### [What the exercise asks]
Please set out as a numbered list the lines from the one containing "the wooden log" through the last line, leaving out any blank lines.

### [Records provided]

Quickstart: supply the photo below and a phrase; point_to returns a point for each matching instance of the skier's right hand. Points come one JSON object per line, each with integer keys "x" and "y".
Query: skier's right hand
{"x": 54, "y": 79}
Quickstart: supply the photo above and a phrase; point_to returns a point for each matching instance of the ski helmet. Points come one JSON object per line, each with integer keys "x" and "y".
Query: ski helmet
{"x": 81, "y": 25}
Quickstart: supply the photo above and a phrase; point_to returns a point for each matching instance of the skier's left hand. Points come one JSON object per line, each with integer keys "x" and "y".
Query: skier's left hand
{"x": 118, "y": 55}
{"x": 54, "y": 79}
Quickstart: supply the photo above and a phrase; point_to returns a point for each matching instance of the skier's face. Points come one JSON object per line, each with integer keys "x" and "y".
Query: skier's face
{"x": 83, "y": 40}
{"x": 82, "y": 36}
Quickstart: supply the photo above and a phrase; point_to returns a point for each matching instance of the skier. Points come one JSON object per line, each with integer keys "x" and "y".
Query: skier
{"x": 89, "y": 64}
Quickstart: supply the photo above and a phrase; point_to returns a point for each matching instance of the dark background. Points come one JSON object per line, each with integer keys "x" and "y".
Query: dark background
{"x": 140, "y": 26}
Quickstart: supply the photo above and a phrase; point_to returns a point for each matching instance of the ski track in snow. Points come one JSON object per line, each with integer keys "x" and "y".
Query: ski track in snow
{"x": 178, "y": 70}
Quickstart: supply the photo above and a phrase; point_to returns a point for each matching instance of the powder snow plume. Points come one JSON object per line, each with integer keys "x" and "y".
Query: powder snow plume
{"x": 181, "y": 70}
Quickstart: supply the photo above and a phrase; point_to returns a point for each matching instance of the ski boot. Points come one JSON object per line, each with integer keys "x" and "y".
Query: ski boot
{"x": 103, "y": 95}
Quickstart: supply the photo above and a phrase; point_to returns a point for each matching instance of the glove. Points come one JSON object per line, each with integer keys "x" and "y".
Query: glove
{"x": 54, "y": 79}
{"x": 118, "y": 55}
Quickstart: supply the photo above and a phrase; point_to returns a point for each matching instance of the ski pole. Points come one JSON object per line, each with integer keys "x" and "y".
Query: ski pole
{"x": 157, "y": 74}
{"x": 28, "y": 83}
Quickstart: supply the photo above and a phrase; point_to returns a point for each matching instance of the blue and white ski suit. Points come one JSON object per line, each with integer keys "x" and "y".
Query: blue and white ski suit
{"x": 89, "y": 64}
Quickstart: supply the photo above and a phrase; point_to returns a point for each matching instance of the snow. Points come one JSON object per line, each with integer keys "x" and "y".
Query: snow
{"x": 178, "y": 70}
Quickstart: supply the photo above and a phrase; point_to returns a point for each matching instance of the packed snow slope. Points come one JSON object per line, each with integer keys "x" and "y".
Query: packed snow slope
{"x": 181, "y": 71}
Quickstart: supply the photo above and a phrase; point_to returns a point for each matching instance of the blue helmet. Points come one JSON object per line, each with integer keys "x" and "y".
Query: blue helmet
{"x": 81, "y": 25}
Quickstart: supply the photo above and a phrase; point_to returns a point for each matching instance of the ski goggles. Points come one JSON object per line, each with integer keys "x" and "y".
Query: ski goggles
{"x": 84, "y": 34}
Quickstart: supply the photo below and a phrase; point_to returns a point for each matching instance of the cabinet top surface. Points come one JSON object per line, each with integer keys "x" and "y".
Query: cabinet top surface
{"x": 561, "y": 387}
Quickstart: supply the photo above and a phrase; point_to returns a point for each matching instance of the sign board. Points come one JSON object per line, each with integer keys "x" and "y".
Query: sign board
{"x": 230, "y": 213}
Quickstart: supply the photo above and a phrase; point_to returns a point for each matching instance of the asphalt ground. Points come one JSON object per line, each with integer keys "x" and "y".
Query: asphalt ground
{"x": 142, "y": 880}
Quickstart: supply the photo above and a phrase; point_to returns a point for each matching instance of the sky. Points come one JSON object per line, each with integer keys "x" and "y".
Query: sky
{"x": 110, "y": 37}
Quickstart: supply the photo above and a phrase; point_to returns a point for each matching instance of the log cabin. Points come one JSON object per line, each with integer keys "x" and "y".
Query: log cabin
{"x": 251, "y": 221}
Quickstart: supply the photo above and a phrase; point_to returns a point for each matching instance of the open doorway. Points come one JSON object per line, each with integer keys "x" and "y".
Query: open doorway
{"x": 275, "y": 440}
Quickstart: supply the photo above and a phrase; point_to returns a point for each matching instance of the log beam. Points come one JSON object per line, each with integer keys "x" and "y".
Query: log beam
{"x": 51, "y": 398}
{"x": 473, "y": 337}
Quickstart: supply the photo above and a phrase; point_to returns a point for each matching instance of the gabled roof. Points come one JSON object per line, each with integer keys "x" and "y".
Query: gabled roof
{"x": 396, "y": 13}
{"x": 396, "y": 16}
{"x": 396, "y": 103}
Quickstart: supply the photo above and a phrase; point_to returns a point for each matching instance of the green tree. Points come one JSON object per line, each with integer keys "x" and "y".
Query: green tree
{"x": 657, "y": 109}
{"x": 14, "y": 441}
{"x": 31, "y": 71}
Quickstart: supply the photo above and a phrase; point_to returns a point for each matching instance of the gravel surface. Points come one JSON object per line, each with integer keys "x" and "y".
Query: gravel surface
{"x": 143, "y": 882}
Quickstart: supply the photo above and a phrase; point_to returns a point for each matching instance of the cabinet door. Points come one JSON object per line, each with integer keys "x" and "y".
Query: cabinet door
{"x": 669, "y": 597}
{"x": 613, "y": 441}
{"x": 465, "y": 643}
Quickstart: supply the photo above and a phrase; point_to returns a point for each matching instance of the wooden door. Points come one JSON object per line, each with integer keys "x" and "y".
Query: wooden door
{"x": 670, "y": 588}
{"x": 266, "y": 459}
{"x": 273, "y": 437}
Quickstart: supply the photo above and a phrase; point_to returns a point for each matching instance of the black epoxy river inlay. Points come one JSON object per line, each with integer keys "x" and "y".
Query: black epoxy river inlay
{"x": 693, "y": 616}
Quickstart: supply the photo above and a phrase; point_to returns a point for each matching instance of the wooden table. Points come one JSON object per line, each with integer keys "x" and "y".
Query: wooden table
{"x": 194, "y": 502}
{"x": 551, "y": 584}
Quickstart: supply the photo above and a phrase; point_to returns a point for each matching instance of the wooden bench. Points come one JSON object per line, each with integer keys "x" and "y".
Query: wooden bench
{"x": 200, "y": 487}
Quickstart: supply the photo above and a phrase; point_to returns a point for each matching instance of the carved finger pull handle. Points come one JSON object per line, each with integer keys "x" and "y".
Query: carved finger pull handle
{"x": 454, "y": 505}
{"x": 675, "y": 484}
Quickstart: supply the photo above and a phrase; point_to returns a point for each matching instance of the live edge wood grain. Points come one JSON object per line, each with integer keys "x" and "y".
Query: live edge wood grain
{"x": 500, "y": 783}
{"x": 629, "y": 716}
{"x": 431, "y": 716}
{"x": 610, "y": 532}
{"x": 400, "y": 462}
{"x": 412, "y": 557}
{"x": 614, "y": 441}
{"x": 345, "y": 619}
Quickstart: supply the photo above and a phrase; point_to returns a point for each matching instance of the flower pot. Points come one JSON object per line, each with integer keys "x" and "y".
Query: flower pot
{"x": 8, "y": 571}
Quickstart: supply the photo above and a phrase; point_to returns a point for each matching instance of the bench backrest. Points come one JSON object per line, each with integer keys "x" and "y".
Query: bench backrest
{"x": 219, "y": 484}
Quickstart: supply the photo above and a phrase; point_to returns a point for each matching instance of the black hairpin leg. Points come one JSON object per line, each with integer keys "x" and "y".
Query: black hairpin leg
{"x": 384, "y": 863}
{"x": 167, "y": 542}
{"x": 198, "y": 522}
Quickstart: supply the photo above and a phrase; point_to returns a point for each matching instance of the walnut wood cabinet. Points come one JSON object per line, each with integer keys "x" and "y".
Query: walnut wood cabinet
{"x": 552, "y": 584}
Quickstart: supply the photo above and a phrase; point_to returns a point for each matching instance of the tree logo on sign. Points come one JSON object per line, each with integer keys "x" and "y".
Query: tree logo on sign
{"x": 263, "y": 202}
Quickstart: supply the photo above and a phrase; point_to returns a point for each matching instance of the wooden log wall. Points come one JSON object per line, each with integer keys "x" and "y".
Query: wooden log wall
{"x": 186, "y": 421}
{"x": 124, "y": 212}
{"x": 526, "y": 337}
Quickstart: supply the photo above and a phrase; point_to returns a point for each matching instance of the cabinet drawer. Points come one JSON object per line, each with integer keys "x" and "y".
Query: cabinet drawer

### [Problem solution]
1. Quickstart: supply the photo above and a phrase; point_to returns a point for each matching instance of the wooden log wall. Points come one JSON object per line, each with integer keys "x" and "y".
2. Query: wooden log wall
3. {"x": 186, "y": 421}
4. {"x": 124, "y": 212}
5. {"x": 526, "y": 337}
6. Quickstart: supply the photo above and a phrase; point_to returns a point for each matching instance of the cabinet drawer. Points come one JSON object per line, each with integer keys "x" and "y".
7. Query: cabinet drawer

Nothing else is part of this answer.